Take all the material and copy it exactly.
Start of Raw records
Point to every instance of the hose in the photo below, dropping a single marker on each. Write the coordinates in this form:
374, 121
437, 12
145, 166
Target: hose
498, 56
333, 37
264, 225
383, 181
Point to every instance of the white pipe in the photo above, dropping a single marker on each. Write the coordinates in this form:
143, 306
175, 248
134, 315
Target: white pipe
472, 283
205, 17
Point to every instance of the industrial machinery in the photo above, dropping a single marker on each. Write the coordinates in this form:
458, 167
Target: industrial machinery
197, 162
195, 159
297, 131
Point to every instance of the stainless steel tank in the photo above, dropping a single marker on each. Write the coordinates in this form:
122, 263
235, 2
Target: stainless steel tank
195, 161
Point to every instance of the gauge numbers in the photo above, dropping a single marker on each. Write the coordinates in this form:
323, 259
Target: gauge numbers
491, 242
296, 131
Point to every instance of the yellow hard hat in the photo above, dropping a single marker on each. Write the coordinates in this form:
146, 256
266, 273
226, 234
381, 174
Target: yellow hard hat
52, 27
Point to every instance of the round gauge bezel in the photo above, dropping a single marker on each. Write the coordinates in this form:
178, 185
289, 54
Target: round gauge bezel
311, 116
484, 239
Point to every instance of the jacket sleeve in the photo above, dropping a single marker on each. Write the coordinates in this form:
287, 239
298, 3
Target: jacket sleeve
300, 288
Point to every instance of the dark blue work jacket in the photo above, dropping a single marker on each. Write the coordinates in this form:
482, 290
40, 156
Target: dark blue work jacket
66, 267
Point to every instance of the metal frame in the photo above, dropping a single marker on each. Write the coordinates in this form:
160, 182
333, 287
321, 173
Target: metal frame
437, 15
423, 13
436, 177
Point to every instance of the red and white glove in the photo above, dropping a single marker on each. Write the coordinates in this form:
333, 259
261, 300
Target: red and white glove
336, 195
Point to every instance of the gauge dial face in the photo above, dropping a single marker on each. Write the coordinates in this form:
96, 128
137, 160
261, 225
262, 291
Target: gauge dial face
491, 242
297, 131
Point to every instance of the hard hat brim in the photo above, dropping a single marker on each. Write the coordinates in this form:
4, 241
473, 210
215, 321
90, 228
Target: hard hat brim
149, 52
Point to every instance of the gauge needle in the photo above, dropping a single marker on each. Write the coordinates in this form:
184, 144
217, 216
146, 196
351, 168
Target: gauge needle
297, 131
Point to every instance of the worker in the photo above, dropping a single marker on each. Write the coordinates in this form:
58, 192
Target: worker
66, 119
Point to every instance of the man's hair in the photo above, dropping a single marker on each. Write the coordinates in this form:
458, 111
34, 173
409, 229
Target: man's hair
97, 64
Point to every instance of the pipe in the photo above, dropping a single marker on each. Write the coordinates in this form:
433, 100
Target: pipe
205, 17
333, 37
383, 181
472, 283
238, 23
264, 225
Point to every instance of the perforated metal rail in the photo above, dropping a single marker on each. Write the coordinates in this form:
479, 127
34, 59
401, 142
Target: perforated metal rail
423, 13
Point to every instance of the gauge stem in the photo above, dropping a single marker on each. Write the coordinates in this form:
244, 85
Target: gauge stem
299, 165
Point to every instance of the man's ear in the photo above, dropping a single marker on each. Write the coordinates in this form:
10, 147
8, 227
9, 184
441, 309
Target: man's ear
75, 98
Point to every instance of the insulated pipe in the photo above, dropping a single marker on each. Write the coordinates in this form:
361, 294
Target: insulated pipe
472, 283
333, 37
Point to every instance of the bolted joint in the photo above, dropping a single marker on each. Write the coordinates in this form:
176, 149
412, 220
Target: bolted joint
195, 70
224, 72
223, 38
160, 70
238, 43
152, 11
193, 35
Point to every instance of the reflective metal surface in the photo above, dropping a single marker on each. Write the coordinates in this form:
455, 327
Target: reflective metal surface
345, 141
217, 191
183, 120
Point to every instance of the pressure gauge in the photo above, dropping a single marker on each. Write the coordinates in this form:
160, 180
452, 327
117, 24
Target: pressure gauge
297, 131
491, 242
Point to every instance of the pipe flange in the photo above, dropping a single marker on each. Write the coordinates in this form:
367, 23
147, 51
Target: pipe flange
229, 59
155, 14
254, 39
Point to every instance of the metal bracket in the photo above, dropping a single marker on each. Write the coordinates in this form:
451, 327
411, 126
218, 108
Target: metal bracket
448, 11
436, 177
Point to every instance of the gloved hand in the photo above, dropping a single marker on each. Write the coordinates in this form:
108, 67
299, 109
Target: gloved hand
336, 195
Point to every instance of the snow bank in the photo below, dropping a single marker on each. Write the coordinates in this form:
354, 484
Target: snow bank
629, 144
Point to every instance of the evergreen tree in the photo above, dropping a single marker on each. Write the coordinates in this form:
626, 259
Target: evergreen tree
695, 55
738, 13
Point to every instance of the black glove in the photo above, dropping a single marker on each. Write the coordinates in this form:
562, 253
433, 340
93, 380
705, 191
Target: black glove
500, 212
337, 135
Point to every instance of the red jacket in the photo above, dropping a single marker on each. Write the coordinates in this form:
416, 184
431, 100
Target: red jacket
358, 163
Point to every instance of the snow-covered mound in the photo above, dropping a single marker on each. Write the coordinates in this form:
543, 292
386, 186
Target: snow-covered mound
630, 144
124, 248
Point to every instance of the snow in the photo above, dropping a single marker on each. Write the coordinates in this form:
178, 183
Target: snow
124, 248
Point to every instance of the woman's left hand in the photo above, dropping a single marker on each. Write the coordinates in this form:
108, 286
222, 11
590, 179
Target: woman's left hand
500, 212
End of Raw records
Complete response -
Point to every instance of the hose in the photo below, dropping a single marker on each. Write the coordinates in this form:
374, 121
437, 12
145, 166
Target: hose
498, 56
333, 37
264, 225
383, 181
Point to every instance of the white pipe in the photo above, dropping a single marker on each. Write the coordinates in this form:
143, 306
175, 248
134, 315
Target: white pipe
472, 283
205, 17
Point to every instance of the industrial machinery in the photo above, dropping a single marker on each. Write the coordinates in this form:
458, 167
Target: industrial machinery
197, 162
195, 159
297, 131
Point to every instance of the stainless steel tank in the photo above, dropping a single marker on each. Write the coordinates in this form:
122, 263
235, 2
Target: stainless steel tank
195, 161
Point to every instance of the gauge numbers in the photo above, dropping a single marker on each. Write the coordinates in this form:
323, 259
Target: gauge numbers
491, 242
296, 131
Point to every instance of the yellow hard hat in the photo above, dropping a single marker on each. Write the coordinates in this form:
146, 256
266, 273
226, 234
381, 174
Target: yellow hard hat
52, 27
Point to every instance of the round gauge bezel in the photo above, dropping a single marker on each. Write the coordinates in this form:
178, 185
289, 54
Target: round gauge bezel
311, 116
484, 239
Point to every instance of the jacket sleeve in the photo above, dropping a single marker on each. Write the coordinates in this form:
287, 239
298, 3
Target: jacket sleeve
300, 288
Point to every instance of the dark blue work jacket in the photo above, dropping a single marker on each. Write the coordinates in this form:
482, 290
40, 156
Target: dark blue work jacket
66, 267
Point to every instance of the metal frame in the photo above, dropping a single marker on each. Write the coordinates in this form:
160, 182
333, 287
321, 173
Target: metal frame
437, 15
423, 13
436, 177
Point to every instance of the red and white glove in the photo above, dropping a single marker on each. Write the coordinates in this form:
333, 259
261, 300
Target: red and white glove
336, 195
Point to every instance of the gauge dial face in the photo above, dropping a single marker on each. Write the coordinates in this form:
96, 128
137, 160
261, 225
262, 291
Target: gauge dial face
491, 242
297, 131
Point to every instance of the hard hat brim in the photo above, dropping a single marker on each. Write the coordinates in this form:
4, 241
473, 210
215, 321
90, 228
Target: hard hat brim
149, 52
Point to every instance of the gauge needle in the photo above, dropping a single marker on each. Write the coordinates in this form:
184, 144
217, 216
146, 196
351, 168
Target: gauge needle
297, 131
Point to every instance of the worker in the photo above, dropping a single marker on each. Write the coordinates in this form:
58, 192
Target: worker
66, 119
Point to every instance of the man's hair in the photo above, dropping a single marker on each. Write the coordinates in this form:
458, 111
34, 173
409, 229
Target: man's hair
97, 64
Point to every instance of the pipe in the photo above, dropping a single marker on each. Write the coordinates in this form:
433, 100
Target: pipe
205, 17
333, 37
383, 181
472, 283
238, 23
264, 225
Point to every instance of the perforated metal rail in the photo above, dropping a single marker on each. Write the coordinates in this form:
479, 127
34, 59
401, 142
Target: perforated metal rail
423, 13
Point to every instance of the gauge stem in the photo above, dropping a single marker on each. Write the coordinates in this form:
244, 85
Target: gauge stem
299, 165
Point to every instance of the man's ear in the photo above, dropping a single marker on each. Write the coordinates in this form:
10, 147
8, 227
9, 184
441, 309
Target: man's ear
75, 98
Point to every instance of the insulated pipe in the photo above, dropping a single marker on each. Write the coordinates in this form:
361, 294
Target: insulated pipe
472, 283
333, 37
Point to every instance of the bolted joint in the photo above, dropping a single marker on each. Write the coordinates in this form:
176, 149
412, 220
Target: bolted joint
195, 70
224, 72
223, 38
160, 70
238, 43
152, 11
193, 35
Point to every instance of the reflective metal surface in the photo above, dropping a single marker on each. Write the coordinates in this form:
455, 327
Target: reflective metal surface
345, 141
217, 191
183, 120
Point to every instance of the pressure gauge in the photo above, dropping a single marker on each. Write the coordinates in this form:
160, 180
452, 327
117, 24
Target: pressure gauge
297, 131
491, 242
Point to every instance of the pipe flange in the photo above, dropping a single marker on each. Write the coordinates in this form:
367, 23
147, 51
Target: pipe flange
229, 59
155, 14
254, 39
Point to every instance of the metal bracket in the photo above, dropping a single marker on each. Write the coordinates in this form:
451, 327
411, 126
218, 108
Target: metal bracket
448, 11
436, 177
Point to every instance of the gloved hand in the photo above, dropping a single marker on each. Write the coordinates in this form:
108, 67
299, 109
Target: gloved hand
336, 195
Point to every instance of the snow bank in the photo below, dropping a single marker on each. Write the coordinates in this form:
354, 484
Target: snow bank
629, 144
Point to every instance of the evergreen tree in the photo above, dropping a single marker on each. Write the coordinates in this form:
626, 259
Target: evergreen tree
695, 55
738, 13
Point to every instance of the black glove in the photo above, dropping a single marker on each. Write the coordinates in this form:
562, 253
433, 340
93, 380
705, 191
Target: black glove
500, 212
337, 135
Point to every instance of the red jacket in the photo above, dropping a single marker on each. Write the coordinates in this form:
416, 184
431, 100
Target: red jacket
358, 163
Point to every instance of the snow-covered mound in the photo above, dropping a single marker on each. Write the coordinates in this form:
543, 292
386, 186
Target: snow-covered mound
630, 144
124, 248
Point to every instance of the snow in the photo above, dropping a single marker on each. Write the coordinates in this form:
178, 183
Target: snow
124, 248
Point to every instance of the woman's left hand in the photo above, dropping a single marker on each. Write the coordinates in this form:
108, 286
222, 11
590, 179
Target: woman's left hand
500, 212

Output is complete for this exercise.